Exercise goal
Copy the data from the line containing "like x=28, y=271." through the end, substituting "dot" for every "marker" and leaving all else unchanged.

Dataset content
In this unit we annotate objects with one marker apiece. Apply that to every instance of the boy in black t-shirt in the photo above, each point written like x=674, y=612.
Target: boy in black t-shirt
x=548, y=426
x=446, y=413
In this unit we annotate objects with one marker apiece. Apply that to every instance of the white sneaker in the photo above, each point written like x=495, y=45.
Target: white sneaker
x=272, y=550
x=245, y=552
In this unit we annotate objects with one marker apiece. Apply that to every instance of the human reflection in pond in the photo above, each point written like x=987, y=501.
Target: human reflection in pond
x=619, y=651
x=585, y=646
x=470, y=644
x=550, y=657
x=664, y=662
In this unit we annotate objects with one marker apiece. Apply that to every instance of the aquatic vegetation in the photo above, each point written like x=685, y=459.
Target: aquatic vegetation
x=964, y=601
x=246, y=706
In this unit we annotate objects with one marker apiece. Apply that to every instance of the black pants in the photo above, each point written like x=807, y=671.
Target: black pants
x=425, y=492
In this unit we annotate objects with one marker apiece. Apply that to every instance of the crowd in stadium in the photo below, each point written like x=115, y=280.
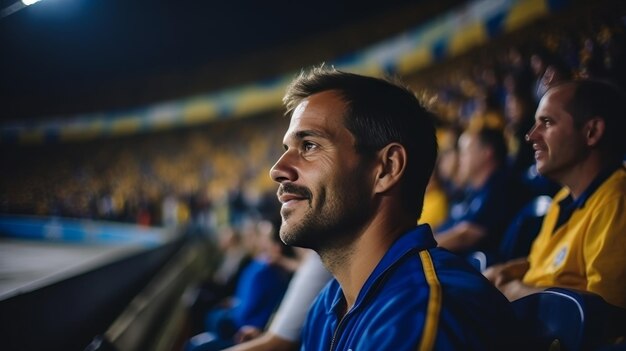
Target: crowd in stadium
x=215, y=179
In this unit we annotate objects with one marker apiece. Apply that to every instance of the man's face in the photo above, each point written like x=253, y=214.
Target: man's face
x=323, y=181
x=559, y=145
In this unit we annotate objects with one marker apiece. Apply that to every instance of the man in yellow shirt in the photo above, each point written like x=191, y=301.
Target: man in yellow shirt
x=579, y=141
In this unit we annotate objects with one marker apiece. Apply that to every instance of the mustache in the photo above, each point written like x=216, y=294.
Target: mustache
x=295, y=190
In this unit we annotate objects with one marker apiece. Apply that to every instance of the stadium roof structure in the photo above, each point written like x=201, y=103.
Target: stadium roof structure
x=183, y=66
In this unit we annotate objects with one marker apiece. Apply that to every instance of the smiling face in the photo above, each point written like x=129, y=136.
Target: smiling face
x=559, y=145
x=324, y=187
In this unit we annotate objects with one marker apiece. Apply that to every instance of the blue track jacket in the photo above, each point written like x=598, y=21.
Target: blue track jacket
x=419, y=297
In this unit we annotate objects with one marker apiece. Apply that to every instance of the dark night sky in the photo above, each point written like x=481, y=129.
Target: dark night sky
x=60, y=53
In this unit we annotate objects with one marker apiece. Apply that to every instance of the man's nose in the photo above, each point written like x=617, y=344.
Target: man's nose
x=283, y=169
x=530, y=135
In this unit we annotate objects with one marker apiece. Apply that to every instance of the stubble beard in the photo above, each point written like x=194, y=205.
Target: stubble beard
x=329, y=227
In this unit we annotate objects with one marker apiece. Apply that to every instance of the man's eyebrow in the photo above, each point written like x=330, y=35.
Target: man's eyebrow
x=307, y=133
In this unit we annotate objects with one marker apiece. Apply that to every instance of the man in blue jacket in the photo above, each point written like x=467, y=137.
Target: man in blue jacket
x=359, y=152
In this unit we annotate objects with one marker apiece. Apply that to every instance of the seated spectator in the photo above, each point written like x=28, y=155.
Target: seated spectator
x=223, y=282
x=476, y=223
x=359, y=152
x=284, y=331
x=578, y=141
x=259, y=291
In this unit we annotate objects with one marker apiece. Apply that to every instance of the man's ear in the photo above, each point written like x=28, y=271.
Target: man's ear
x=392, y=163
x=595, y=130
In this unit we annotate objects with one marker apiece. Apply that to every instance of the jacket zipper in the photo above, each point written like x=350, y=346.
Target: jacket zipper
x=377, y=283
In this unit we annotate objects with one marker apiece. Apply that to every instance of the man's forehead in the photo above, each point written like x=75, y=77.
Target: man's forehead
x=324, y=108
x=560, y=94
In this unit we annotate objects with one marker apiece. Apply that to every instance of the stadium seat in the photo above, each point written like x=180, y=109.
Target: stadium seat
x=568, y=320
x=523, y=229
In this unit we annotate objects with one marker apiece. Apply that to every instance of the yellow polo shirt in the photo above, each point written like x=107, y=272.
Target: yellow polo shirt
x=588, y=251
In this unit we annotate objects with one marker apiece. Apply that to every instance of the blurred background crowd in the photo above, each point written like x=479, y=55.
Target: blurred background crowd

Answer to the exercise
In this unit we annotate objects with one dot apiece. Apply that to every instance of the man's ear in the photo above, each point written like x=28, y=271.
Target: man's ear
x=392, y=163
x=595, y=130
In this unit we annotate objects with one dot apiece. Apply that to every instance of the jacket zipper in the photo above, each point written like x=350, y=346.
Target: jacket zipper
x=377, y=283
In this unit we annotate objects with one dot apiece. Apply that to every instance of the man's forehead in the photo above, each point written like x=75, y=77.
Target: man's forehead
x=324, y=108
x=560, y=94
In this unit we annotate objects with one dot apiece. Apply that to every instance of the stadium seat in the photo above, each point written like x=180, y=109.
Target: stadium seat
x=568, y=320
x=523, y=229
In this unit we annotate objects with one dot apiece. Apply that to every instance of the yellow polo shirt in the photo above, each point written like x=107, y=272.
Target: yellow polo shirt
x=588, y=251
In this unit we annotate objects with one dot apiece. Apply that to every instance of the blurred background crowd in the photo above, each point written like x=479, y=55.
Target: blurred background crowd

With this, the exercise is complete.